• _What you have to do_
Convert the entries below into a two-column CSV with the header text,answer, one row per entry, beginning at the line that contains "peeled onion, written as integer pixel values." and stopping after the line that contains "(725, 1083)". Place each entry's text and its answer in one quoted field apiece, with line breaks replaced by spaces.

• _Material shown_
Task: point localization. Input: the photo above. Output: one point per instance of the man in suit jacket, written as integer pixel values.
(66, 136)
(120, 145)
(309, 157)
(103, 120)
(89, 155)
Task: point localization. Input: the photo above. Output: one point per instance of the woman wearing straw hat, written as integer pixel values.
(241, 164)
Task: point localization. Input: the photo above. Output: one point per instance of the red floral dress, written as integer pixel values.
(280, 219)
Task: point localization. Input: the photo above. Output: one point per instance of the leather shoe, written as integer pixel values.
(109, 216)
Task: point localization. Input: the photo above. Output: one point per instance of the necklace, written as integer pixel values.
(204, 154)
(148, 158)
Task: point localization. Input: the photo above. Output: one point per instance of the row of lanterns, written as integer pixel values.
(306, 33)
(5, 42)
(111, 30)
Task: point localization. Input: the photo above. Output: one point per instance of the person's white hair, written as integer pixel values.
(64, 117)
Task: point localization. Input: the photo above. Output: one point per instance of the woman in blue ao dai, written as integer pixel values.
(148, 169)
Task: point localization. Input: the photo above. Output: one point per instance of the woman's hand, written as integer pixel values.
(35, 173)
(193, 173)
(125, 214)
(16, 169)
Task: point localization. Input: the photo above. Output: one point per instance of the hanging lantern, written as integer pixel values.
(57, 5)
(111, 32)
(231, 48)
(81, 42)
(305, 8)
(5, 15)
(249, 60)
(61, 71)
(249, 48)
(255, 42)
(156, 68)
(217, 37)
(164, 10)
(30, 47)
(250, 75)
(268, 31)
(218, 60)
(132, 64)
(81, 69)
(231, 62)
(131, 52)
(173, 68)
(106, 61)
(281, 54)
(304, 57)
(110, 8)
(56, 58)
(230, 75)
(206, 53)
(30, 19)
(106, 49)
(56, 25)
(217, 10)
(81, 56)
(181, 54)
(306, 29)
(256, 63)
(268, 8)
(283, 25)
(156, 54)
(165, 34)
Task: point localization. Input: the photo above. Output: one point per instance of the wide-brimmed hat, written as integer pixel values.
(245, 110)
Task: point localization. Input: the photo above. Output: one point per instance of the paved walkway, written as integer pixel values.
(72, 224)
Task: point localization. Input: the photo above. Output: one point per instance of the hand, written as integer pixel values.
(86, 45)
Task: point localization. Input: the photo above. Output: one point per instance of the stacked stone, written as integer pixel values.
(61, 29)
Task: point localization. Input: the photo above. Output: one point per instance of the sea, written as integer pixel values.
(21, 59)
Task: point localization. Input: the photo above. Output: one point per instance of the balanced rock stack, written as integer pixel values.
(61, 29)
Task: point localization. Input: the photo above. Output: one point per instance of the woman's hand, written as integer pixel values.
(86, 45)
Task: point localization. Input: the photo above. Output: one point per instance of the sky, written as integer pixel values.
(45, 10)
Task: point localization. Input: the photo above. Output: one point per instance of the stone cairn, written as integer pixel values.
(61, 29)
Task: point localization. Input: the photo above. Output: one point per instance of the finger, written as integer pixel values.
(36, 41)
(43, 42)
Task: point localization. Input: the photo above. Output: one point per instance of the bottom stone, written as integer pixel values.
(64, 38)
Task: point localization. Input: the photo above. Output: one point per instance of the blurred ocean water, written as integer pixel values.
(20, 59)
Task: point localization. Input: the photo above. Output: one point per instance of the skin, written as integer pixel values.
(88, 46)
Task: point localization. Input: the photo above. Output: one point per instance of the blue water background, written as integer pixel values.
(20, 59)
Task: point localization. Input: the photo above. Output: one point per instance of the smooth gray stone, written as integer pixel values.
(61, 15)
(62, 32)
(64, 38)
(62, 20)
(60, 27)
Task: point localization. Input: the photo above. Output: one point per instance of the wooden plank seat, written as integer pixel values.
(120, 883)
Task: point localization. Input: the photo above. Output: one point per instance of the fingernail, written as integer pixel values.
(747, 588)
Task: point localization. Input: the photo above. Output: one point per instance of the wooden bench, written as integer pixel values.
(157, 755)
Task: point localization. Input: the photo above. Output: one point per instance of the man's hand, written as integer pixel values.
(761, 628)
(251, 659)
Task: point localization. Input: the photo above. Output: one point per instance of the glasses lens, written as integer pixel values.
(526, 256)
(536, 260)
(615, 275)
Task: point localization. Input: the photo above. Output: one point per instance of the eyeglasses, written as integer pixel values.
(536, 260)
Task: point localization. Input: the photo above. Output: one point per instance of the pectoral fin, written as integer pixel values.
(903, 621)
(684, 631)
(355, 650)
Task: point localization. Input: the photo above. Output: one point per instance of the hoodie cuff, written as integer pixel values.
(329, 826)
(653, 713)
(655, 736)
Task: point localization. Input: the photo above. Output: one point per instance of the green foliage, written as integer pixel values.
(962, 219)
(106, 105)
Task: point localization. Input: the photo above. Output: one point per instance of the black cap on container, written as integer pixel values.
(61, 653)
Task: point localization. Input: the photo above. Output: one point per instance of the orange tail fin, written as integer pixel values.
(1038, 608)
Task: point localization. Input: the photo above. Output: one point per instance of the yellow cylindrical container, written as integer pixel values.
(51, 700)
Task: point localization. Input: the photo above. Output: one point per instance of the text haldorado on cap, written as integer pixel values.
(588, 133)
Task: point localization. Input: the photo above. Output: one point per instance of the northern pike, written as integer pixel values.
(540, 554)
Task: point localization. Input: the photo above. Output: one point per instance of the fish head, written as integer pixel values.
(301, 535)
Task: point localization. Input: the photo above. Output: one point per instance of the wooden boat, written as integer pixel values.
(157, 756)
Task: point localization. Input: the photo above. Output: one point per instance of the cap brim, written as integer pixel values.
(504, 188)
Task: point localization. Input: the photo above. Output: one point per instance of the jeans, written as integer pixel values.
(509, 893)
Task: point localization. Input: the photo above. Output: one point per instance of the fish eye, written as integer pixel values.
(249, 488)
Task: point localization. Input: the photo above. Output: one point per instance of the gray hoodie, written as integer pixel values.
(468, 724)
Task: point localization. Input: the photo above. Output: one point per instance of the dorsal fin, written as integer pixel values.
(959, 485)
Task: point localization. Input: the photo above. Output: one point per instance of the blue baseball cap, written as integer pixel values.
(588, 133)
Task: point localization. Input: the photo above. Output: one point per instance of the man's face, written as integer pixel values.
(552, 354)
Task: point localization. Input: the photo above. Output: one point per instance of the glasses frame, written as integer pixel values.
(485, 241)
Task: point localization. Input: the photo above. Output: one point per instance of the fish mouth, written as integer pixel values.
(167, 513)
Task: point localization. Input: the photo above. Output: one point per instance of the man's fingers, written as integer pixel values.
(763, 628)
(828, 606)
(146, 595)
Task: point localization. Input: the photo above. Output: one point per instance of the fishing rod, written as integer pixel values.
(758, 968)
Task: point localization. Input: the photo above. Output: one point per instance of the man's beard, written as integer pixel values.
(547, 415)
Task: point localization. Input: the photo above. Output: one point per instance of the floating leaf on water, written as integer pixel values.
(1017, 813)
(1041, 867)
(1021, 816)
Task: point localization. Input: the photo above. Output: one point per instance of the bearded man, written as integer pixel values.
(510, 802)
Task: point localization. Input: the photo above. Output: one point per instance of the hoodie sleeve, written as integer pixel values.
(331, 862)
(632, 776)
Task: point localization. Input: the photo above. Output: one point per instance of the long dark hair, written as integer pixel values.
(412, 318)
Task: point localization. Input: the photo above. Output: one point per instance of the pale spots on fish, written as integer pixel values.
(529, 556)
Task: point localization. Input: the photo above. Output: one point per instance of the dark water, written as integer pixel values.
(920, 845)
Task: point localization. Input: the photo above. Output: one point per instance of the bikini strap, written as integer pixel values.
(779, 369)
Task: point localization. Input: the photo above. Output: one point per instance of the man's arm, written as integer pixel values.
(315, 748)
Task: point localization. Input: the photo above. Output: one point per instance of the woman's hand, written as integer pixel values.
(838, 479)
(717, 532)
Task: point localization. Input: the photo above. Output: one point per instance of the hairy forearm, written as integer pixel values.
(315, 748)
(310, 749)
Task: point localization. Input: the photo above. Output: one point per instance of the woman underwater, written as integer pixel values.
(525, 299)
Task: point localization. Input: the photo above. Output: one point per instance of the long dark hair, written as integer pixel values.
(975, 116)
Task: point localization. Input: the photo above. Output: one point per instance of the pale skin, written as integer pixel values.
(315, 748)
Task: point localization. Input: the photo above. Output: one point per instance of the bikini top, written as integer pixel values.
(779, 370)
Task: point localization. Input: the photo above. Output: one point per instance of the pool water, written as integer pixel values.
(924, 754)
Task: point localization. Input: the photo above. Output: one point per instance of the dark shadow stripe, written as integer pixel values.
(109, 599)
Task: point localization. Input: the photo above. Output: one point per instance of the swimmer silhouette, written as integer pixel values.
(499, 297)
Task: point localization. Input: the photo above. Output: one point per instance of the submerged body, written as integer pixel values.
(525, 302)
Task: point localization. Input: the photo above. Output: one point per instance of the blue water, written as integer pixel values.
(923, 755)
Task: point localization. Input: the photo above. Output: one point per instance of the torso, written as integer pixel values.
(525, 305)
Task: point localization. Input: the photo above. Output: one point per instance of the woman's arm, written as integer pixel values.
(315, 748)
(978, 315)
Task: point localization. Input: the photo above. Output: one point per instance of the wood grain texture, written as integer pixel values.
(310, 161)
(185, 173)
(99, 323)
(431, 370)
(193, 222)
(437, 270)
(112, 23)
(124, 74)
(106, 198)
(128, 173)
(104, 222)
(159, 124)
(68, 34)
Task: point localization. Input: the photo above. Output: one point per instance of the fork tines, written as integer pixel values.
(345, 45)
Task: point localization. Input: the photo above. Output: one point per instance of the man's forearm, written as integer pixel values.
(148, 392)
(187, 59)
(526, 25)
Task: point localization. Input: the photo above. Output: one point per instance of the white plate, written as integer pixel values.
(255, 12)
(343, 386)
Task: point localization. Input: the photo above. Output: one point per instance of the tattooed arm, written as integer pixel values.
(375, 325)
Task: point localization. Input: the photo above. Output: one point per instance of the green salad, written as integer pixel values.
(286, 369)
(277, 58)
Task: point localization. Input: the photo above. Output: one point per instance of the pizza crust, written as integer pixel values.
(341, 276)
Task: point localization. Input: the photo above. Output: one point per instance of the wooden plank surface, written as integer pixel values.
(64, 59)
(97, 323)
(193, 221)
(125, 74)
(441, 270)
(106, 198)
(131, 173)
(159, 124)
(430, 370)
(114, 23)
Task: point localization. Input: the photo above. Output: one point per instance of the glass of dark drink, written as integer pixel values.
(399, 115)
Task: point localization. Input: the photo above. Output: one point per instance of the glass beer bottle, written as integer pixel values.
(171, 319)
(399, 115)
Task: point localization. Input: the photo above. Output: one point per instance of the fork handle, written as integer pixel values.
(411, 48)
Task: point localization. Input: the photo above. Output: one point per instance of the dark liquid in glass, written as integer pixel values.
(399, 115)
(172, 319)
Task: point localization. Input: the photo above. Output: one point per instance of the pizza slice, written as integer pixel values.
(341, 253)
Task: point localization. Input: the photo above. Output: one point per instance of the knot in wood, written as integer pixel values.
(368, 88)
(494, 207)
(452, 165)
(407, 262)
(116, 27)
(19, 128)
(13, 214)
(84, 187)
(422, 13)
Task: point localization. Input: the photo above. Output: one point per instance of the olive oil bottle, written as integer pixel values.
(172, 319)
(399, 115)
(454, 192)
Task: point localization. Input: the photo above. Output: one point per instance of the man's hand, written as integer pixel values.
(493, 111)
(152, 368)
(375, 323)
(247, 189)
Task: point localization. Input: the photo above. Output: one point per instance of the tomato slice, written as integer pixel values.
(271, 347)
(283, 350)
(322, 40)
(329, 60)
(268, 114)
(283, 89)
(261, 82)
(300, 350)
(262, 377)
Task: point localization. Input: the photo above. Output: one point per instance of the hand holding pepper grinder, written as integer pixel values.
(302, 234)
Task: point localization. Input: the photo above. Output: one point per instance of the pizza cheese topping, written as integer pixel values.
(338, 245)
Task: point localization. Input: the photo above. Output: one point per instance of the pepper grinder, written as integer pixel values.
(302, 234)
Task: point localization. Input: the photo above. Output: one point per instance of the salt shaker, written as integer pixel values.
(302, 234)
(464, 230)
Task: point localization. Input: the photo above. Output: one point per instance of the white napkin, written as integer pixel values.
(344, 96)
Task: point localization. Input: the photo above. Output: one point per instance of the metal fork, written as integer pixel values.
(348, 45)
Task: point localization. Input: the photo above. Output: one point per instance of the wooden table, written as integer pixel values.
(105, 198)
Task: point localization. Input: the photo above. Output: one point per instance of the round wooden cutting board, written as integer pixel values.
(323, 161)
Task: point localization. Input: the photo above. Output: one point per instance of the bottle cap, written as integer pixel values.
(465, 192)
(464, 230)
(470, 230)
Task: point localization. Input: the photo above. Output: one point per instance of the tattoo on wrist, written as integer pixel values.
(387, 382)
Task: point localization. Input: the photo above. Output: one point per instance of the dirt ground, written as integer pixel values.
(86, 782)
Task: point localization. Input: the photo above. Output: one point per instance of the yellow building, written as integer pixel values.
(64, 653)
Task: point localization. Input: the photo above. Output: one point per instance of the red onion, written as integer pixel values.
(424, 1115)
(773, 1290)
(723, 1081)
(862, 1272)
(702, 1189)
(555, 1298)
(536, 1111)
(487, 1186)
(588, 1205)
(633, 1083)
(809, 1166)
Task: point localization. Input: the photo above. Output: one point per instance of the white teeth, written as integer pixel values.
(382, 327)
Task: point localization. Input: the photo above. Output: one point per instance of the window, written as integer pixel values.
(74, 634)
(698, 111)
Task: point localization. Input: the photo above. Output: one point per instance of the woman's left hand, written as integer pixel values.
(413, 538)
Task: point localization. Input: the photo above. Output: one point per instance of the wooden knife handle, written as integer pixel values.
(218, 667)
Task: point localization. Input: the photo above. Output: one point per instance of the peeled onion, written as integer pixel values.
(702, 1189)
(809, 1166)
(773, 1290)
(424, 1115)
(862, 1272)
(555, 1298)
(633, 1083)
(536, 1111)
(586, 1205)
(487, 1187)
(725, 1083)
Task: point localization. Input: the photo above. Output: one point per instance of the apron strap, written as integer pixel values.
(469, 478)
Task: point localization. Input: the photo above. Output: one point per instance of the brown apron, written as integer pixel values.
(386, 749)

• _Answer to this task_
text,answer
"Task: point localization. Input: the photo above. Output: one point per instance of the peeled onion, written as integer pixel values.","(702, 1189) (809, 1166) (773, 1290) (424, 1115) (862, 1272) (555, 1298) (633, 1083) (536, 1111) (586, 1205) (487, 1187) (725, 1083)"